:: What is required ::
Transcribe each of the entries below line for line, exactly as it reads. Omit the pictures from your copy.

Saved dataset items

※

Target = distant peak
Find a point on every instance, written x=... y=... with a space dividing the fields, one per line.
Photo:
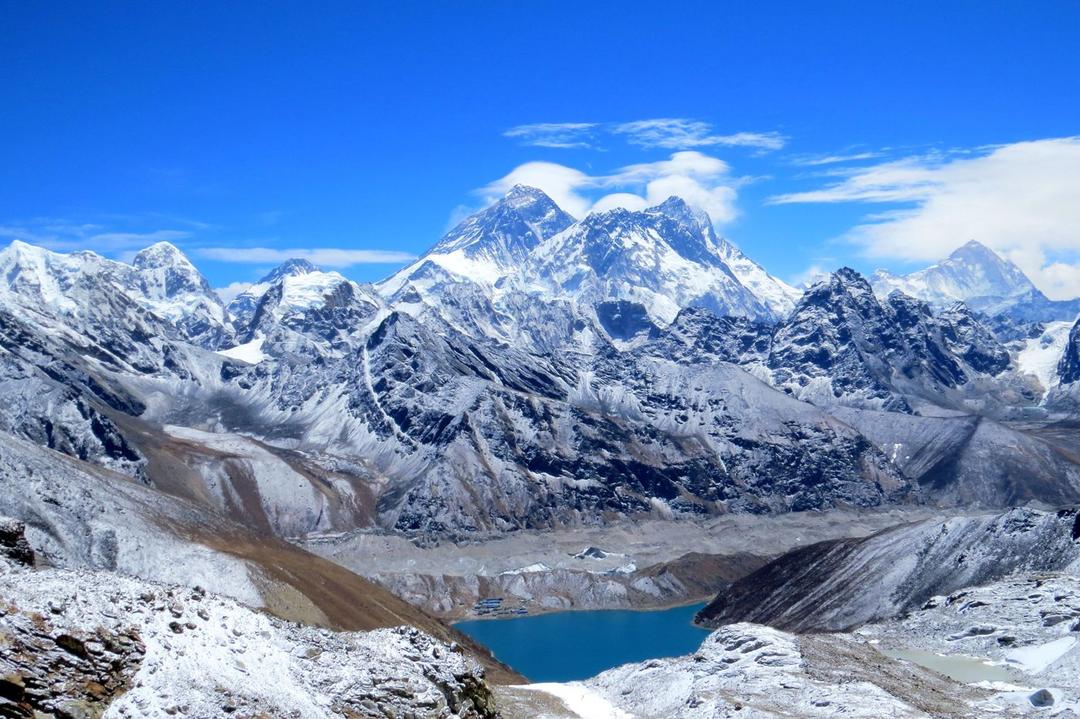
x=679 y=209
x=524 y=191
x=975 y=249
x=848 y=276
x=159 y=254
x=525 y=195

※

:: Result of the task ::
Target = distant peak
Find a point on every instance, written x=... y=... with a space dividing the fields, one per line.
Photo:
x=679 y=209
x=524 y=191
x=975 y=249
x=848 y=276
x=159 y=254
x=525 y=195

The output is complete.